_What the task asks_: Scan the entries below and give the number of lines containing "photo", with no accompanying words.

[Given records Boundary: Start]

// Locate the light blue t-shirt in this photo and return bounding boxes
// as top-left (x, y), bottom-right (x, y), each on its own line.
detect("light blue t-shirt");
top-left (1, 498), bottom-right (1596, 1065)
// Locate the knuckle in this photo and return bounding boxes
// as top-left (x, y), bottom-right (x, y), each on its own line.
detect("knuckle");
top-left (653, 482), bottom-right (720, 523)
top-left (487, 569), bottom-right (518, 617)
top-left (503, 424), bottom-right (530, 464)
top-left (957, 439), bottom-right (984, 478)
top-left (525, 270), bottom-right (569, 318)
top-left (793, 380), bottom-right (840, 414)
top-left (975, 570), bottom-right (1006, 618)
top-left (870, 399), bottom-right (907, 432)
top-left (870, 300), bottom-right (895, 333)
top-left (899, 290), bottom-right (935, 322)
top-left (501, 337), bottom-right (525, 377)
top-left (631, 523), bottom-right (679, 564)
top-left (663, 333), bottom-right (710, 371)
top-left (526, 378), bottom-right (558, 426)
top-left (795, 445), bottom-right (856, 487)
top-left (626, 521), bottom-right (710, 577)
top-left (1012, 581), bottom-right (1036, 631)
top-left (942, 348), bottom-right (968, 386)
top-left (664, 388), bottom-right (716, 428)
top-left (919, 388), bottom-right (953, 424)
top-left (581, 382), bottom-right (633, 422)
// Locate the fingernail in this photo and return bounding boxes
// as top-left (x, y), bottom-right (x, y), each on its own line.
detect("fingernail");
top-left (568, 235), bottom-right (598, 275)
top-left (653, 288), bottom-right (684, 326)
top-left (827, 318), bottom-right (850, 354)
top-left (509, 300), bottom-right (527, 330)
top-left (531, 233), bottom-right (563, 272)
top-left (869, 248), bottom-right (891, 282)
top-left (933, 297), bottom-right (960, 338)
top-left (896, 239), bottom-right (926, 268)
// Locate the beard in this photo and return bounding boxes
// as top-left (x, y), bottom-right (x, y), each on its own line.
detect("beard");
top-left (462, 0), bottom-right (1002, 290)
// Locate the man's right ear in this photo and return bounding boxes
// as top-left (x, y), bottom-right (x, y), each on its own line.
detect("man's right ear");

[Given records Boundary: End]

_Result of this exercise_: 5